*Your instructions:* Below are some records; repeat them all exactly, minus the pictures.

====== Raw data ======

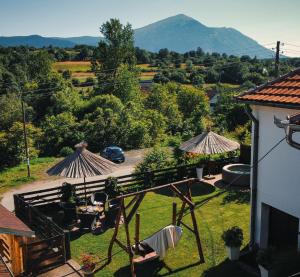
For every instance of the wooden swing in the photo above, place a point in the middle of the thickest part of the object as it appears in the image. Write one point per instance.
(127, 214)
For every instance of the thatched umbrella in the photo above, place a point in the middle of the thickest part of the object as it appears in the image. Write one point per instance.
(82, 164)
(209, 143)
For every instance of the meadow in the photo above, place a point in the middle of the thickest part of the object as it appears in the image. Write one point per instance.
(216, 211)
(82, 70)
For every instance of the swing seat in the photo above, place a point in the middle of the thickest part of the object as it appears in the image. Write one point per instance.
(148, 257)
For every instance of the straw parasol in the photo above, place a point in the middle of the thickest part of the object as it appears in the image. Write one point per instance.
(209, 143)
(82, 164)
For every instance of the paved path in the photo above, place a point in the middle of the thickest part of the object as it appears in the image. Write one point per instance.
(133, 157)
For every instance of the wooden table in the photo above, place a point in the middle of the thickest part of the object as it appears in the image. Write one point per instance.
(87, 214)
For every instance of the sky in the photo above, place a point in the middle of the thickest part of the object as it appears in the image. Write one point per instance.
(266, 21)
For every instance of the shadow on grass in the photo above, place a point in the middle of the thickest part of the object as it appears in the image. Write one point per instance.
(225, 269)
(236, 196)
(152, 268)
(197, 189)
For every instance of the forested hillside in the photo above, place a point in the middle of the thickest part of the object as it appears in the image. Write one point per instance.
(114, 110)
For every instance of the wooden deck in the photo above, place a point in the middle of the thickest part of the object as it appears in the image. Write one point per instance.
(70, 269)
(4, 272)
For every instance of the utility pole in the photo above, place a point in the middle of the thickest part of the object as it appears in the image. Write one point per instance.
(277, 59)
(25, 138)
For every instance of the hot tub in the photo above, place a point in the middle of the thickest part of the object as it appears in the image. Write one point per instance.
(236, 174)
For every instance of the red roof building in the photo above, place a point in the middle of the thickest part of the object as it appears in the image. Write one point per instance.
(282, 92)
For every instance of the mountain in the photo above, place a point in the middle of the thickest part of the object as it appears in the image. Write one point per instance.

======

*Answer to this problem:*
For every instance of the wooden swing in the photo above, place a point in the middle of the thickest part of the object as it appears in the image. Write one point per instance.
(127, 214)
For every instance of the thatched umbrella in the photo above, place a point in the middle of the thickest part of the object as it appears in the image. Write one point per instance.
(82, 164)
(209, 143)
For every instance of the meadow in the photo above, place a point in the middle of the thickest part of the object as it appears in the image. Write one point per instance.
(216, 211)
(82, 70)
For every instance of the swing seat in the photo above, place a point in the middle of the thickest part of the object as it appears in the image. Write one point per instance.
(148, 257)
For every instance of the straw parasol in the photo above, place a point in the middle of the thickest part of the object as it appears in the image. Write one point per instance.
(209, 143)
(82, 164)
For every instance of the paved path in the photo above, place a point in the middle of the thickest part of the object as it appears in the image. Write one point per instance.
(133, 157)
For every instance of the wooden table in the photo above, place a point in the middle of the thickest part of the object as it appears in the image. Write one point per instance.
(87, 214)
For every instance of the sky in the photo above, place a point in the middle of the thickest part of the object as it appears in the image. Write one point per instance.
(266, 21)
For every instance of the shadow on grass in the photo above, place a point in the middle of the thickest part of the object as it appears in the image. Write one point per instance.
(225, 269)
(236, 196)
(152, 268)
(197, 189)
For every instance of the forested hillside in the photo above, place a point in the middle of the thickest part of the object as it appears in the image. Write one point per instance.
(114, 110)
For every instance of the wooden deck in the photo above, place a point in the middle of the thickest part of the object as it appears in the image. Write one point per instance.
(70, 269)
(4, 272)
For every instance of the utility pole in the photo above, place a point in the middle of the thickest part of the object as it appears in the image. Write one point per instance.
(277, 59)
(25, 138)
For every instance of the hot tub in the photo above, place a point in the middle of the thickest part of the object as it appears in the image. Write one point per instance.
(236, 174)
For every instance of the red roof building in the photo above, place a point in the middle of the thickest part of the object as it appears in the image. Write one point per instance.
(282, 92)
For every instance of the mountain in the photo above, place a point in the middle of the thickest part of the object as it appears in the image. Write one point per instance.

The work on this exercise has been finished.